# Working in shale



## DavidC (Feb 16, 2008)

I'm going to look at an addition job tomorrow. It will be an addition on a mobile home, most likely built on piers. The HO has told me that the problem I'll run into is shale. I've never dealt with any excavation in shale and am asking what to expect.

My gut tells me that shale isn't solid enough to build on but solid enough to be a PITA.

I'll be contacting the code enforcement office today to see which way they lean before making a site visit tomorrow.

Thanks in advance.

Good Luck
Dave


----------



## murdock (May 3, 2009)

Davec ive done some digging in shale for a septic. I peeled it up with my 5ton mini excavator. It came up alot easier than i though it would. how far north are you anyhow? im 60 miles north or watertown.


----------



## piercekiltoff (May 28, 2009)

*Shale*

From a drillers perspective - shale is generally defined as deposited layers of clay that has been compressed & solidified clay formed in layers. It's generally a soft & easily drilled rock that has a tendency to blow out under high air/water pressure.

So...it shouldn't be a problem with a decent machine on site.


----------



## DavidC (Feb 16, 2008)

murdock said:


> Davec ive done some digging in shale for a septic. I peeled it up with my 5ton mini excavator. It came up alot easier than i though it would. how far north are you anyhow? im 60 miles north or watertown.


I am in Watertown, the jobsite would be Sackets Harbor area. 

Called code enforcement yesterday and was told that most of the time you just dig until it's solid, then you pin to it. We would be alright to build on piers so now I need to know the best way to sink a sono tube into it.

(Excerpts of pointing data)
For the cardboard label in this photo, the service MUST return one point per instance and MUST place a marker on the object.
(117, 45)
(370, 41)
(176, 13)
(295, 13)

#### Instructions to follow:
Answer these from the forum thread on working in shale, shown above the records.
(a) What kind of home is the planned addition to be built onto?
(b) What machine was used to peel up shale for a septic?
(c) According to code enforcement, what is done most of the time when building into shale?

#### Response:
(a) A mobile home.
(b) A 5-ton mini excavator.
(c) You dig until it's solid, then you pin to it.